Count how many lines hold "background" in the records, and respond with that number by itself.

++++ DATA FOR ANALYSIS ++++

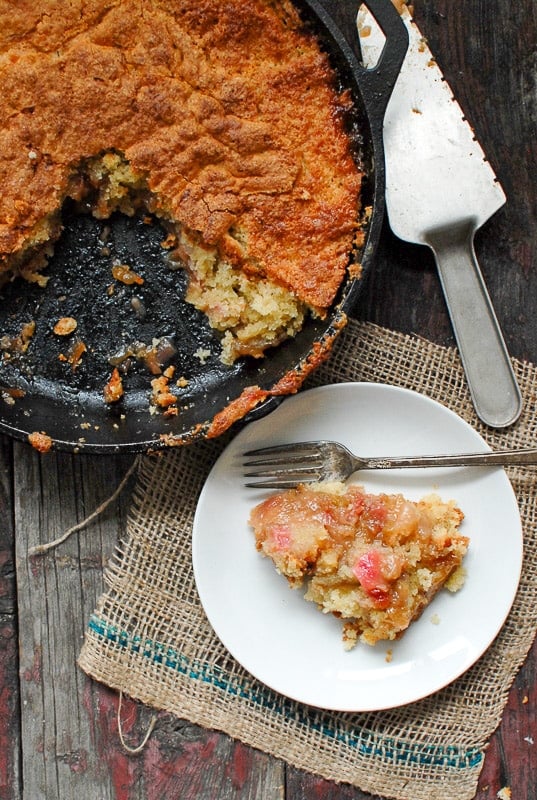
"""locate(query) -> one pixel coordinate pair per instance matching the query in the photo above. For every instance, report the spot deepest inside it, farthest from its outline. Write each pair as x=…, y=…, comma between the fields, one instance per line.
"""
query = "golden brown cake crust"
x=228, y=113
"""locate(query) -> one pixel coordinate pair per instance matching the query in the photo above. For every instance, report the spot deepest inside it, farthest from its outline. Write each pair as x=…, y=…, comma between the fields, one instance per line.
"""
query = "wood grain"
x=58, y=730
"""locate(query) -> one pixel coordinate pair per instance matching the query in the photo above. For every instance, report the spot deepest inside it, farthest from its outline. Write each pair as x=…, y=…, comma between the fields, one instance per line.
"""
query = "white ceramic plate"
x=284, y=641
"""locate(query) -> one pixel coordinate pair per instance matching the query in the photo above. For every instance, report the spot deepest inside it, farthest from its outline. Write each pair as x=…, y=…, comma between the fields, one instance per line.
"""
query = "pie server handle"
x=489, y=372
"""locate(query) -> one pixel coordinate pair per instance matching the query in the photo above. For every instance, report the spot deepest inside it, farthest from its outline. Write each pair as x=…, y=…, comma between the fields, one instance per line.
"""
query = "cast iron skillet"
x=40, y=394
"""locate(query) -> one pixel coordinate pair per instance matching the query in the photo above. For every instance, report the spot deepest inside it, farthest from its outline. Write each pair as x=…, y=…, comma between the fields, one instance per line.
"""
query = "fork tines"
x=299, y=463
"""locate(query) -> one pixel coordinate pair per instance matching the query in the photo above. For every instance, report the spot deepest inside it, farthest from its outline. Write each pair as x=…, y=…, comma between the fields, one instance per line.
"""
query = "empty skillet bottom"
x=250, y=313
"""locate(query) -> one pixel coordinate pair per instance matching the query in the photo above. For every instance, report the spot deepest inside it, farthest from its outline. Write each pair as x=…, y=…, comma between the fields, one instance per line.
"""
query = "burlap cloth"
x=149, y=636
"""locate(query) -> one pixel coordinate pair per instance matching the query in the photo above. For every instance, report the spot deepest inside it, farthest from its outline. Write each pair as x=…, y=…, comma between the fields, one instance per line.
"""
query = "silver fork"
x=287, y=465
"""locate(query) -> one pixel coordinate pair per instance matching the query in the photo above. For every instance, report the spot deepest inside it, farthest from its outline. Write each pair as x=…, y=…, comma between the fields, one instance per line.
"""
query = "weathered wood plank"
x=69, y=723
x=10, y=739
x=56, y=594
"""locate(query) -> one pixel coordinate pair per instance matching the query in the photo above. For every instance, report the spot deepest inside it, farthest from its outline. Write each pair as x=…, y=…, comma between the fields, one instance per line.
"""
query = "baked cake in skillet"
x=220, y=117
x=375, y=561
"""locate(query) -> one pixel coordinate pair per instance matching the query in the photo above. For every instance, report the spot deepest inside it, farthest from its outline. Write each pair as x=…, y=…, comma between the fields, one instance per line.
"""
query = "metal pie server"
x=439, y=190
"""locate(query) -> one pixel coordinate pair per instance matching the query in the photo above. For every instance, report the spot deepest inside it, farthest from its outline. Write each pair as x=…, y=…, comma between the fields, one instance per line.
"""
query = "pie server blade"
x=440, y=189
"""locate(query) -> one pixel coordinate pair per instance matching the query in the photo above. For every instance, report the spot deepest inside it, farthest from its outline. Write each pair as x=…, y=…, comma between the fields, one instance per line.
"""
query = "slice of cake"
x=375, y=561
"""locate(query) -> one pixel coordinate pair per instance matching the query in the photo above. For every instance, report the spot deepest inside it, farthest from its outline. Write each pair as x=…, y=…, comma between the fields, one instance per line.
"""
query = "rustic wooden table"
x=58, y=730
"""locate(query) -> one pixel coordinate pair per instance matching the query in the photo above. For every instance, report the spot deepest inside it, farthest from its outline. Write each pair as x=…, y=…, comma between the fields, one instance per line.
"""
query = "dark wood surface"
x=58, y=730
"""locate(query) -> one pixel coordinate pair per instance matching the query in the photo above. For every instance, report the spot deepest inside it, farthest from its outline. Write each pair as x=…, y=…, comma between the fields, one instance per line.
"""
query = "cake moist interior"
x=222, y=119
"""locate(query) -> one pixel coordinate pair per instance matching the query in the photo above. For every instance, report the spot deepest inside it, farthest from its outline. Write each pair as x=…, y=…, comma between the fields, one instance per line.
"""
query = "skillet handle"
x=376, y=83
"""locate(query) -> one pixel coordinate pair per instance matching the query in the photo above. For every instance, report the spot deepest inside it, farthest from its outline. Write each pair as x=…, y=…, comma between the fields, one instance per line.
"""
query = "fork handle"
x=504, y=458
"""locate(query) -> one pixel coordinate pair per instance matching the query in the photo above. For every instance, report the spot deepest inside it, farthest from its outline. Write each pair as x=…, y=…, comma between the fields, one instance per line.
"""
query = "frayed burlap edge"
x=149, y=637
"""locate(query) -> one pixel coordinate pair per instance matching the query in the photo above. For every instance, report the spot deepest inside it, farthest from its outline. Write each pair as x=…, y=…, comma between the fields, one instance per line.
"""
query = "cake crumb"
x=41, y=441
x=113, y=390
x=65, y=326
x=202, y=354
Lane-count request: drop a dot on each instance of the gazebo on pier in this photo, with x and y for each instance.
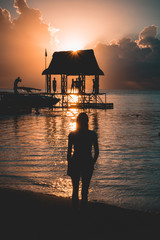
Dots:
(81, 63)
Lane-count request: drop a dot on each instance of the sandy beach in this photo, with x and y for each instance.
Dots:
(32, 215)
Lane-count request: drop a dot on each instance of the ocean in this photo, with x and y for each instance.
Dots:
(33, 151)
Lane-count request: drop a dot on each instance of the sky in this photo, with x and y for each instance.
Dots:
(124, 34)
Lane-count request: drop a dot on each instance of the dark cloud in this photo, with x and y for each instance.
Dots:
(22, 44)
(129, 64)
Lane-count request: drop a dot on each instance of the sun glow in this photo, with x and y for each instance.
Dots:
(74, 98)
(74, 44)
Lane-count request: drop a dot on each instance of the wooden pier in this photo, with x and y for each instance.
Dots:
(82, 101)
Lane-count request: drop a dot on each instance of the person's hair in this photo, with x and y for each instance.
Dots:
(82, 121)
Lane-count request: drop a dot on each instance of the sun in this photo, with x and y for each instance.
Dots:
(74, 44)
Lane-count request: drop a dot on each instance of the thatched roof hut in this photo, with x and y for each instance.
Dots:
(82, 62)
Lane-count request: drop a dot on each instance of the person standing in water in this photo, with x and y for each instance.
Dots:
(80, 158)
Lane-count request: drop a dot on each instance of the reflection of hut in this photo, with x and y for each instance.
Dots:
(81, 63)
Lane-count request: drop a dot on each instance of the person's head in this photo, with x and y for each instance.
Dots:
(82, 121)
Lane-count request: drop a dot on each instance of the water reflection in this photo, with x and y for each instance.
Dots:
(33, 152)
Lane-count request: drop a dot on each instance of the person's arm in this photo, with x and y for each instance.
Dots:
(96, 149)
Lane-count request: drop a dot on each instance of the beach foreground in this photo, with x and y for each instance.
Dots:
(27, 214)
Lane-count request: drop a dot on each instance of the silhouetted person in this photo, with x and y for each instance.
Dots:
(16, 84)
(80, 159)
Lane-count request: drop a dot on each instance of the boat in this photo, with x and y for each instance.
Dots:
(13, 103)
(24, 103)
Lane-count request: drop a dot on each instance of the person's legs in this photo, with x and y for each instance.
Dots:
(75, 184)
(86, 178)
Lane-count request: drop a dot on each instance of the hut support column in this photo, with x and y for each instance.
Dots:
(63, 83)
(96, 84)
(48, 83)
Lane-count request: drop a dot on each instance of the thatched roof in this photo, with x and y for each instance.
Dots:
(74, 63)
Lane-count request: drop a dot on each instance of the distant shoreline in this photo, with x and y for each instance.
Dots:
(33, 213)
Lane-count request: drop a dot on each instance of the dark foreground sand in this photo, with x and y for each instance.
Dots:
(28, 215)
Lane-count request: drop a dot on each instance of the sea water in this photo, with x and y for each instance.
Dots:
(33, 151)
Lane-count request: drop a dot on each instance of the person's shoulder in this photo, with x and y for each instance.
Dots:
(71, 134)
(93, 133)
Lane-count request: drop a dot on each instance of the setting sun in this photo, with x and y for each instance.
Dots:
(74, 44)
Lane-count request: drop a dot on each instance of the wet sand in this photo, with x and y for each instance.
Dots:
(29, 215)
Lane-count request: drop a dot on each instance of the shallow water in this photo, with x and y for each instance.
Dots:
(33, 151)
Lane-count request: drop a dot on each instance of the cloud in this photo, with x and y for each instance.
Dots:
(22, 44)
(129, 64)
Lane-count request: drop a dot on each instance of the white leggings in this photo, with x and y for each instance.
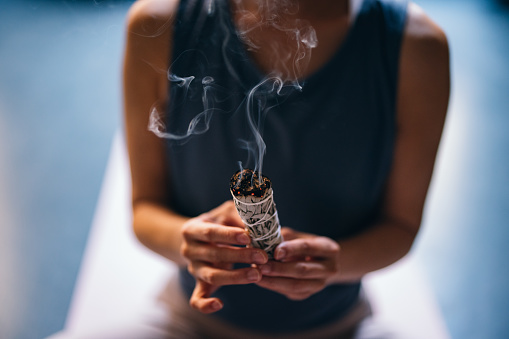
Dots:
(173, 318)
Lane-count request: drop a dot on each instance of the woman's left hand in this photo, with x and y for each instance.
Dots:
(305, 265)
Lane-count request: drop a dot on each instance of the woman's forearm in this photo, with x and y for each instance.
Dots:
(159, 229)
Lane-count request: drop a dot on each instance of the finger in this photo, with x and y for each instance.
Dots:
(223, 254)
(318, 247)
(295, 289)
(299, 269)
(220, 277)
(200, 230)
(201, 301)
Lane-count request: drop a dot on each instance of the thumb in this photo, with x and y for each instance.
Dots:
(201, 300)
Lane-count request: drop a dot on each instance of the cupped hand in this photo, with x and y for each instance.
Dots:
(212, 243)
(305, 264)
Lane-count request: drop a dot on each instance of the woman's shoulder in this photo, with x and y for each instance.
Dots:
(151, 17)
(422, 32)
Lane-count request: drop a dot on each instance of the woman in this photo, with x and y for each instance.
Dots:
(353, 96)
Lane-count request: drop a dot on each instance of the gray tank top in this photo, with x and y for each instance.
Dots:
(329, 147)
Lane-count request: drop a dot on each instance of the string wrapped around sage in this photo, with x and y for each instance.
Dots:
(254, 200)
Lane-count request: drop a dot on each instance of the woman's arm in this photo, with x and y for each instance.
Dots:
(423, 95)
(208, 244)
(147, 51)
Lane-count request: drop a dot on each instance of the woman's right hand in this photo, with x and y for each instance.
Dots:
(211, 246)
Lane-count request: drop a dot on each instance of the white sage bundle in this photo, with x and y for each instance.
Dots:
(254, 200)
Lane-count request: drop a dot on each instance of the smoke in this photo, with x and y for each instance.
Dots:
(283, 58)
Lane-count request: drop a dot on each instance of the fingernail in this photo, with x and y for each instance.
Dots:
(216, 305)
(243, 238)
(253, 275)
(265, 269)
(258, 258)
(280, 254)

++++
++++ DATA FOR ANALYSIS ++++

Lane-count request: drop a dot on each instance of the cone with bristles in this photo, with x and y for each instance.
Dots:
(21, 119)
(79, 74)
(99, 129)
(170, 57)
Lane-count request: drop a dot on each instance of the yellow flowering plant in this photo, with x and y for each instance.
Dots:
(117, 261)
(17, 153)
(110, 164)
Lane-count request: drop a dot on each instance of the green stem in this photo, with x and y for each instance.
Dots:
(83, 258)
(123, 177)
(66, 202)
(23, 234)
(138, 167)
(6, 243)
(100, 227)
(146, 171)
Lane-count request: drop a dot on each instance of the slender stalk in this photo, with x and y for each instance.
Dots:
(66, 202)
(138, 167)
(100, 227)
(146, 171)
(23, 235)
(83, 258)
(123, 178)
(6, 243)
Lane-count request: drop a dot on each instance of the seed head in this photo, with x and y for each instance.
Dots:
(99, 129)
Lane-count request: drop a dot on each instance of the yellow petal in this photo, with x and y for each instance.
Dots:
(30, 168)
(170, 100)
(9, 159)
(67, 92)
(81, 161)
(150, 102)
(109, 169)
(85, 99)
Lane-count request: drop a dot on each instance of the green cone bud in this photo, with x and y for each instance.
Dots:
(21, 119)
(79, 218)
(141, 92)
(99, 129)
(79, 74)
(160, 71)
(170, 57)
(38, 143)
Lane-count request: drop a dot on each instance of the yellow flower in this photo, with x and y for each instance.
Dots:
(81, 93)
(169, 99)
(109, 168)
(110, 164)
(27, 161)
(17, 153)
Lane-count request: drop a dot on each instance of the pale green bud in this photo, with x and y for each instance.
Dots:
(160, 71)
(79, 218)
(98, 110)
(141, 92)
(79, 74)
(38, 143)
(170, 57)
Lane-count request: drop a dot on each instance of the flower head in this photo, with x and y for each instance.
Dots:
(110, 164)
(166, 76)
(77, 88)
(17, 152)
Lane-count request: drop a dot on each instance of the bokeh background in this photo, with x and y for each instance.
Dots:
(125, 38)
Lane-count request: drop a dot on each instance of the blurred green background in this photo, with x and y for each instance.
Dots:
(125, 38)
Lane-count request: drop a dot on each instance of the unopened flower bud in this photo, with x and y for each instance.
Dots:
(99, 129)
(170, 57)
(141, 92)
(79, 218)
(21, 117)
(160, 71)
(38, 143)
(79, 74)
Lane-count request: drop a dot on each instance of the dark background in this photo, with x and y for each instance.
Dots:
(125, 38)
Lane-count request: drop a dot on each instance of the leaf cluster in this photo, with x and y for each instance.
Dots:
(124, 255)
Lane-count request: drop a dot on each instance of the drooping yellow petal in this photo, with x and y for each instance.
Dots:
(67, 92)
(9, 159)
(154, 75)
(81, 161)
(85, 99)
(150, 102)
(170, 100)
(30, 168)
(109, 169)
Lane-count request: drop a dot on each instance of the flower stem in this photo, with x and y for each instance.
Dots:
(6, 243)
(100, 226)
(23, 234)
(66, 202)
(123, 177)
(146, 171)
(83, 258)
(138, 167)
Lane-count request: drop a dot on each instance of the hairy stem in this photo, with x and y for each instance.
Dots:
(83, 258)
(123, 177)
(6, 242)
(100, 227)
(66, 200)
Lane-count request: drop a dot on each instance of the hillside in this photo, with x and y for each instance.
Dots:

++++
++++ DATA FOR ANALYSIS ++++

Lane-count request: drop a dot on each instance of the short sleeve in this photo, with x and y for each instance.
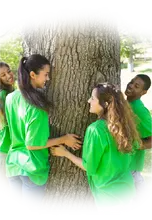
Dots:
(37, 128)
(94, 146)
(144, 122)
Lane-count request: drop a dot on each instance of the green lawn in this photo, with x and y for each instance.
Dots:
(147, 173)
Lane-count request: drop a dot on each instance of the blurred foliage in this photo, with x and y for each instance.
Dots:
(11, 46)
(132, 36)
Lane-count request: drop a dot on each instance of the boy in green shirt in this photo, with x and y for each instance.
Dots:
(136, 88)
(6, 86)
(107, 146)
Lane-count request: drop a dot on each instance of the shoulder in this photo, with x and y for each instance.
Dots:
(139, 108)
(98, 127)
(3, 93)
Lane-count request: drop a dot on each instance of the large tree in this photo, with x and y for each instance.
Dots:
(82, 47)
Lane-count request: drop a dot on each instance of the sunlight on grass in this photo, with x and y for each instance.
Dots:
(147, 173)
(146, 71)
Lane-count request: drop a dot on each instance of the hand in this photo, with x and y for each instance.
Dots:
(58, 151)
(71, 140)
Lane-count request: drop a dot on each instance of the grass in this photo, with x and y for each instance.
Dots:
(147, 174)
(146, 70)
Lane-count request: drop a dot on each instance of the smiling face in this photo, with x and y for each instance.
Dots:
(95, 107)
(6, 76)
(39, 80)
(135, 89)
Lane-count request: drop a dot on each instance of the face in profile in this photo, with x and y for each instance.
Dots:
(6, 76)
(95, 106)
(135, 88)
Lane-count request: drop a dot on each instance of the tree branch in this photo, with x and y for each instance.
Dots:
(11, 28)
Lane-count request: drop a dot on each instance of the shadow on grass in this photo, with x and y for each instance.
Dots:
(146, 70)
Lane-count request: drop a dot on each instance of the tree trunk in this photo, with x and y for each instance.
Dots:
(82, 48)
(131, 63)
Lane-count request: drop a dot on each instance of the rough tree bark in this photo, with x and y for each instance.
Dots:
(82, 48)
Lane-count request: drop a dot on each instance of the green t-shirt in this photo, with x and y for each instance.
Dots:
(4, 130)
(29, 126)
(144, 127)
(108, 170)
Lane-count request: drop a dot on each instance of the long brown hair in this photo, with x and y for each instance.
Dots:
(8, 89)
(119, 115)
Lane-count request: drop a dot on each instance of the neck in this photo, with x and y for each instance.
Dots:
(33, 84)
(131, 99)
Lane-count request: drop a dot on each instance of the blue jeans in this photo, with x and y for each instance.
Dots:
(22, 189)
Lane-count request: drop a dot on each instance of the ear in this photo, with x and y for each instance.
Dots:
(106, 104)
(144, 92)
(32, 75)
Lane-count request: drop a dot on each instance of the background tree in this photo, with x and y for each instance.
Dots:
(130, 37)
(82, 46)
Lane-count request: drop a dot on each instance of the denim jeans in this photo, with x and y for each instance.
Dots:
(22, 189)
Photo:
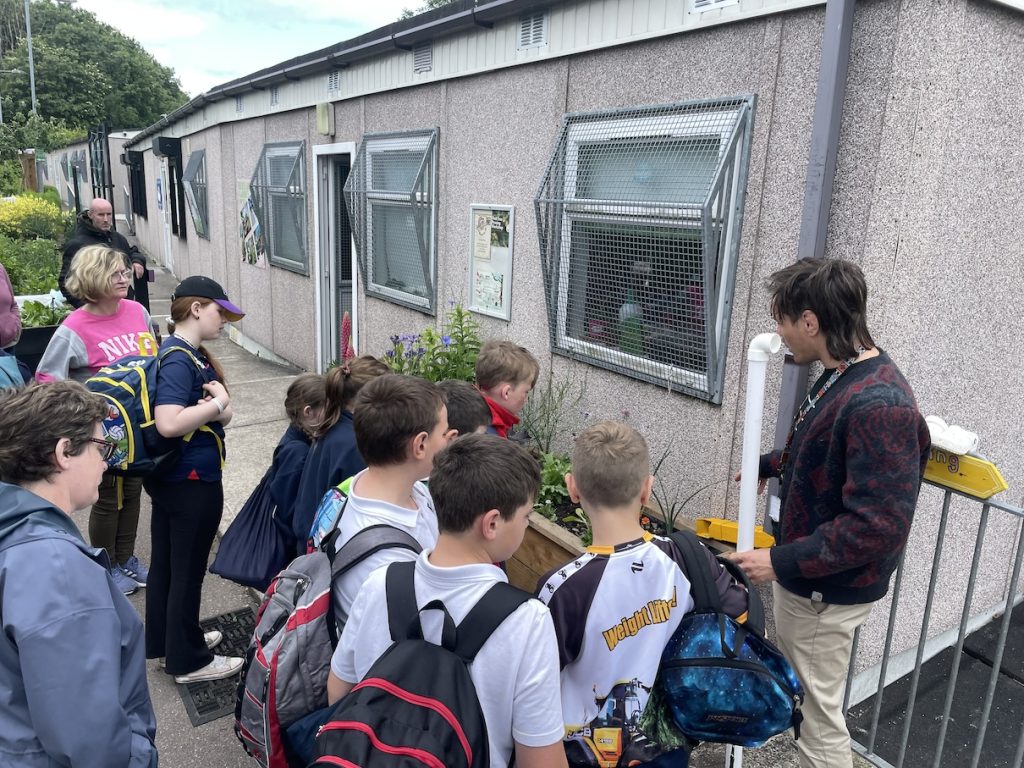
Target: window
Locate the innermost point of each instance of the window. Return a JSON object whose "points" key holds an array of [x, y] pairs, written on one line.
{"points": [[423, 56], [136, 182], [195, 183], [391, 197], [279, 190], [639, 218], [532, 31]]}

++++

**THE ANSWER**
4